## Objective
Convert every line of the material below, from the line containing "Note: mark the pump" through the final line inclusive, into a JSON array of strings with one string per line and blank lines omitted.

---*---

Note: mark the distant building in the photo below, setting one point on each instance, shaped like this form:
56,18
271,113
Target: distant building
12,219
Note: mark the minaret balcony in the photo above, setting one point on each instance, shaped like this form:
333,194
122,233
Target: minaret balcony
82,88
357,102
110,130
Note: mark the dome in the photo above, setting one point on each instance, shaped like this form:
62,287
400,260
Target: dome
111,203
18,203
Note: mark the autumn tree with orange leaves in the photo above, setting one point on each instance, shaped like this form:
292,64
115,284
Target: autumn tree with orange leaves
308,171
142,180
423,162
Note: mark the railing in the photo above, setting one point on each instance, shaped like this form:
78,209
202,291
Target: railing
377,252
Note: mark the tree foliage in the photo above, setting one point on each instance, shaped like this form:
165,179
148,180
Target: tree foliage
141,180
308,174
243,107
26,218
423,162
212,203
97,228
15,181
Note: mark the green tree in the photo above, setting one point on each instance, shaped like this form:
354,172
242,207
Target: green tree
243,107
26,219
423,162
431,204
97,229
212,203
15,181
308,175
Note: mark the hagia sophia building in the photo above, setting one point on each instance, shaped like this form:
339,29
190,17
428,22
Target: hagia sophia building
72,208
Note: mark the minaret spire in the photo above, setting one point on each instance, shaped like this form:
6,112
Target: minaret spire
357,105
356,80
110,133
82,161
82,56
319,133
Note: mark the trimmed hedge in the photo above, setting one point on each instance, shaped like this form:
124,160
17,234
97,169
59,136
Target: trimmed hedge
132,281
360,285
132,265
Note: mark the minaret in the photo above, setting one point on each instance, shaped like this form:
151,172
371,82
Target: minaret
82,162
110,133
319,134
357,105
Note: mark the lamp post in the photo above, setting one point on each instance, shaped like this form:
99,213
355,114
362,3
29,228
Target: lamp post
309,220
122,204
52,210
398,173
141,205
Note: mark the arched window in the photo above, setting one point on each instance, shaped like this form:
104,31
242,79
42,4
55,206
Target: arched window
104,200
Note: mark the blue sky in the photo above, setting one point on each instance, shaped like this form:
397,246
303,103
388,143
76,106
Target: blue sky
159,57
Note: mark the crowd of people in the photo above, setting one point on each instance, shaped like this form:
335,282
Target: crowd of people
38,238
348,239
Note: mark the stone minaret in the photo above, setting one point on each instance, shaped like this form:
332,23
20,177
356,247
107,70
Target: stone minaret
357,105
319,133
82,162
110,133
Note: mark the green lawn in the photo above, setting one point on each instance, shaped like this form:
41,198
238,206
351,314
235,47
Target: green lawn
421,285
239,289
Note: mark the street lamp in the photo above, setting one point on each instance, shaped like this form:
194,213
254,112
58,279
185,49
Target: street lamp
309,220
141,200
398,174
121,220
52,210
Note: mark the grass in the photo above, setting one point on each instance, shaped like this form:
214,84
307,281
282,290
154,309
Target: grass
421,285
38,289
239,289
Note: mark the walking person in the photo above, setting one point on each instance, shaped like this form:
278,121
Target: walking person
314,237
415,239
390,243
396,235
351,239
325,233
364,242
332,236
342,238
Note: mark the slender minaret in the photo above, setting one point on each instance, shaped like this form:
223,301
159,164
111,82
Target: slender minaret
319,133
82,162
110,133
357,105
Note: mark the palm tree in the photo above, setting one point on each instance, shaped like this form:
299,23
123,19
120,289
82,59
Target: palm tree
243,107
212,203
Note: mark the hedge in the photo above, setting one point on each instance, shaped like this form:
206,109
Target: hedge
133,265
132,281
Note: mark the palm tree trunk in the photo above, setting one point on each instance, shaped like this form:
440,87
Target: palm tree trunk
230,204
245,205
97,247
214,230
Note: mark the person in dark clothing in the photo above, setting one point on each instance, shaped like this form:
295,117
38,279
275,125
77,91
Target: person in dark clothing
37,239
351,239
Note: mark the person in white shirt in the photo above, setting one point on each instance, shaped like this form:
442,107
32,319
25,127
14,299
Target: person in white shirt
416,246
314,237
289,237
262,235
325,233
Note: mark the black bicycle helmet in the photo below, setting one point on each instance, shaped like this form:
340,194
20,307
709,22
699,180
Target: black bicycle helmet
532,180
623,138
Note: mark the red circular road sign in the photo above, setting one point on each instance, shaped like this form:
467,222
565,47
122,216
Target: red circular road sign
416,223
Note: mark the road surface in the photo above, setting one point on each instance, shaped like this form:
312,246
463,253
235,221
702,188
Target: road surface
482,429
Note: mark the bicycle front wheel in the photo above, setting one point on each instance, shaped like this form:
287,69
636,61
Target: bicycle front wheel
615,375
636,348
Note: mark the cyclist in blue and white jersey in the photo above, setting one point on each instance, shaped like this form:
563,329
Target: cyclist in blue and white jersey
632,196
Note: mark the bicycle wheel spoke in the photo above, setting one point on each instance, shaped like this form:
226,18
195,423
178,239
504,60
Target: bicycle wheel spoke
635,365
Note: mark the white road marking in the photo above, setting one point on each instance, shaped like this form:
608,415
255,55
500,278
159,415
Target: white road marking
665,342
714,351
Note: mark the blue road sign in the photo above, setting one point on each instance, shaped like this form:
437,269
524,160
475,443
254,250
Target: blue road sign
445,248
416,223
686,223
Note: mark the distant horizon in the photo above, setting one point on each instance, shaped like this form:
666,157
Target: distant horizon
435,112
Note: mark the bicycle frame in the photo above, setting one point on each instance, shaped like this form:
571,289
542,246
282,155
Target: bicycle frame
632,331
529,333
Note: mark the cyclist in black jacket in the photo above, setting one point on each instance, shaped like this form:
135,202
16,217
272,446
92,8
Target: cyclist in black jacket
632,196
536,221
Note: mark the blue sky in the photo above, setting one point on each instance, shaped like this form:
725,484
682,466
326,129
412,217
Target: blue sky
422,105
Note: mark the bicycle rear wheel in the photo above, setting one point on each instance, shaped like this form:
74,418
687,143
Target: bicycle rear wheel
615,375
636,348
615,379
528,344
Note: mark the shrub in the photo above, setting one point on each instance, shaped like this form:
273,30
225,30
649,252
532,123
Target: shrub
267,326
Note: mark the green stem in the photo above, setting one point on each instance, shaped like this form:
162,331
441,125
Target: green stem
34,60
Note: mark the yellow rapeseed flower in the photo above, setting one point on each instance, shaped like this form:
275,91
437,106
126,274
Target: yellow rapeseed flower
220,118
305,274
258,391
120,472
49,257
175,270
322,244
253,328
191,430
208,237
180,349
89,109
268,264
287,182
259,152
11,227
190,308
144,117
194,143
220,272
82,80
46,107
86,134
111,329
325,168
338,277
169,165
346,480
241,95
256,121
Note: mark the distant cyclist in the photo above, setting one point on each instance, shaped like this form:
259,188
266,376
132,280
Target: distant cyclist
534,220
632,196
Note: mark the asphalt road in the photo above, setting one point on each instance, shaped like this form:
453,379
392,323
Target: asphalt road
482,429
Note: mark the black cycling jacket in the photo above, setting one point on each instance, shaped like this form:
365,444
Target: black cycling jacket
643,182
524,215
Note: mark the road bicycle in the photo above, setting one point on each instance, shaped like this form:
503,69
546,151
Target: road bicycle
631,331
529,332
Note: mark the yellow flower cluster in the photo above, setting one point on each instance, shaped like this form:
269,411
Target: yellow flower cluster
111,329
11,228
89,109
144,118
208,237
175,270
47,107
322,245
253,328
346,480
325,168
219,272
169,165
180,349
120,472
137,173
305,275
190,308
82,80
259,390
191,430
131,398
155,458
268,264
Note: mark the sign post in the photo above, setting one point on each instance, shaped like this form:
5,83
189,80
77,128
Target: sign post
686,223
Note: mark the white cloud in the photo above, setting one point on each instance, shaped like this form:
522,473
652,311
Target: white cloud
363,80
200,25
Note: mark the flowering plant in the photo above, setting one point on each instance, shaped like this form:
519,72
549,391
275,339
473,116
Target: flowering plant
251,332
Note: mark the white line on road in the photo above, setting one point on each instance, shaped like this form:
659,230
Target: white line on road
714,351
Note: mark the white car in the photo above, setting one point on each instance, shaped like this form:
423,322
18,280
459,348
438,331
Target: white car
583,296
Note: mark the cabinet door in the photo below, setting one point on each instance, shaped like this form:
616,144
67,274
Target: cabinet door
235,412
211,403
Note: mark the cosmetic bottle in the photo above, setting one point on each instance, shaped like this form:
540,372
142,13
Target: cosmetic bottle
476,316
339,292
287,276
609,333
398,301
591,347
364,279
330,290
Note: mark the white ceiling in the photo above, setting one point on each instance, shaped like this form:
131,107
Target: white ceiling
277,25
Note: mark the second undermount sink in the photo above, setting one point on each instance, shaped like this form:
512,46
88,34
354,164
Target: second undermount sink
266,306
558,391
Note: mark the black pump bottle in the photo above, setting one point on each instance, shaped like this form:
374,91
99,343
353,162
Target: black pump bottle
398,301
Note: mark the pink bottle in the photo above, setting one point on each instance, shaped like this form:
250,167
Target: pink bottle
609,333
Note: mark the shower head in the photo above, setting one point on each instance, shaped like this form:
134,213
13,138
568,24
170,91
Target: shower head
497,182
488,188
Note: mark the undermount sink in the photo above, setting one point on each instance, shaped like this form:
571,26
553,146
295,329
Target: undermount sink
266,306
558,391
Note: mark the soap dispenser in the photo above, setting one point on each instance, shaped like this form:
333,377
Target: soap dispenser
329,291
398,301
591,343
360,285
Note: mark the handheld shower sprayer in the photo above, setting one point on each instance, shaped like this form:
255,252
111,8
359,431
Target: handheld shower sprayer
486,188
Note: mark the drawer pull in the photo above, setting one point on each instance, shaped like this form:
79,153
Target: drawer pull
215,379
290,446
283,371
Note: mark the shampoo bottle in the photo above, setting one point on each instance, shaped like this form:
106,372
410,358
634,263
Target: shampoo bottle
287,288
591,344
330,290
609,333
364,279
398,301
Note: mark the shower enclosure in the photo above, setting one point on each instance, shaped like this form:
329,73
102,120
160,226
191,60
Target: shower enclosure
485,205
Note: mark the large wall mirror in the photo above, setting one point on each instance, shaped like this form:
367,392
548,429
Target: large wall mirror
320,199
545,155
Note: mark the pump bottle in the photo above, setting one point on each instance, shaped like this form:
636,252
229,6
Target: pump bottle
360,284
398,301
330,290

---*---

## The reply
[
  "Note: mark the pump bottle in the photo above, setting one point on each instance, shaped like this form:",
  "636,252",
  "229,6",
  "Target: pump bottle",
  "360,284",
  "398,301",
  "330,290"
]